Collection entries
******

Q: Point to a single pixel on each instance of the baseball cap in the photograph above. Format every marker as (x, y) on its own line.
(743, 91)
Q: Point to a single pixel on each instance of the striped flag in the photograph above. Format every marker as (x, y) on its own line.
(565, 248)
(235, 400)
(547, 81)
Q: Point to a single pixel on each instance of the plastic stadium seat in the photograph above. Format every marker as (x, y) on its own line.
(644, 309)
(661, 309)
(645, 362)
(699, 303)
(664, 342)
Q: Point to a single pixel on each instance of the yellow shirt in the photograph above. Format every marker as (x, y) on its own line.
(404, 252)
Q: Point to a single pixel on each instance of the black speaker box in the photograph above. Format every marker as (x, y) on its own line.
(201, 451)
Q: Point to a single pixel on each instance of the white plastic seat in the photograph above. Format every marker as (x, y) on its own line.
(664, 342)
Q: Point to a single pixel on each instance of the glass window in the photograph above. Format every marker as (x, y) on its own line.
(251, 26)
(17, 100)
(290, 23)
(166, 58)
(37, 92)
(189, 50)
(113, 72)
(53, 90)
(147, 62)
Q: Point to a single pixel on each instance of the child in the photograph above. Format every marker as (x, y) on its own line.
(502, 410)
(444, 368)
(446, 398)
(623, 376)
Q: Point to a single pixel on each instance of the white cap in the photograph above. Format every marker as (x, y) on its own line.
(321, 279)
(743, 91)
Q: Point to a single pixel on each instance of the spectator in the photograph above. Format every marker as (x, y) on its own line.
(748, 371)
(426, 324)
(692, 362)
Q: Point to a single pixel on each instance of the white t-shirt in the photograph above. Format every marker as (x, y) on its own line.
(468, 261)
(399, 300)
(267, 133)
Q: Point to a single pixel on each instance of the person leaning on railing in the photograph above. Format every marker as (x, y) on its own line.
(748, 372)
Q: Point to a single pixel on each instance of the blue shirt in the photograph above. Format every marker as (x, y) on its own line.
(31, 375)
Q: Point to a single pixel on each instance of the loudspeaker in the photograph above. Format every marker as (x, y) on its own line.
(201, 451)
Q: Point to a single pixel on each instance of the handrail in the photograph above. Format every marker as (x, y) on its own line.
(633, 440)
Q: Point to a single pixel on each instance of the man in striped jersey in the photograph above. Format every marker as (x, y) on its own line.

******

_Problem description_
Exact copies of all the entries above are to be printed.

_Result of the task_
Q: Point to a single pixel on each instance of the baseball cap in the photograph above. Format every marker as (x, y) on its own line.
(743, 91)
Q: Point to a single pixel on each instance of the striped flag in the photograph above. Format every marker as (x, y) on its own line.
(565, 248)
(235, 400)
(547, 81)
Q: Point to a single pixel on each instance of the plastic stadium seat in the photograph above. Format every marker as (x, y) on its own line.
(644, 309)
(661, 309)
(645, 362)
(699, 303)
(664, 342)
Q: Point to a single pixel on each instance of the yellow shirt in the photograph above. Format every marker as (x, y) on its own line.
(404, 252)
Q: Point to a single pixel on each instance of the black speaker box in the photograph above. Format every marker as (x, y) on its own line.
(201, 451)
Q: Point to a single pixel on each instance of the white plastic seat in the photograph above. Format every marker as (x, y) on its own line.
(664, 342)
Q: Point to a single pixel on each instance of the glass window in the photograph above. Format every marker as (x, y) on its own line.
(251, 26)
(17, 100)
(290, 23)
(166, 58)
(37, 92)
(189, 50)
(113, 72)
(53, 90)
(147, 62)
Q: Point to a single pixel on each instance of the child in the photograph above. Format every marker as (x, y) on its own line.
(502, 410)
(444, 368)
(446, 398)
(623, 376)
Q: Point to a single pixel on each instance of the white cap in the photograph above. Format every marker as (x, y) on its own line.
(321, 279)
(743, 91)
Q: Point to a single pixel on each instance of the spectator in the photograph above. Format every marker as (x, y) on its own line.
(748, 371)
(426, 324)
(692, 362)
Q: Point to a single pixel on each instance of the white t-shirt in the photograph above. Format every marker as (x, y) on its own line.
(468, 261)
(399, 300)
(267, 133)
Q: Point to a single pixel on each instance of the person leaning on railing in the photograph above. Format every marker as (x, y) on its own line.
(748, 372)
Q: Point to a single pixel on each instance of the blue shirt in the photograph above. Format every marker as (x, y) on its own line.
(31, 375)
Q: Point to a single pixel on each instance of the loudspeaker in the photograph above. Format every marker as (x, y) on its own line.
(201, 451)
Q: Point to a single pixel on each instance of the handrail in the photograph above. Format every marker as (x, y) on its own line.
(633, 440)
Q: Point to a single pixel on each instance of the man in striped jersey in the photograph above. Format every marker as (x, y) on its own line.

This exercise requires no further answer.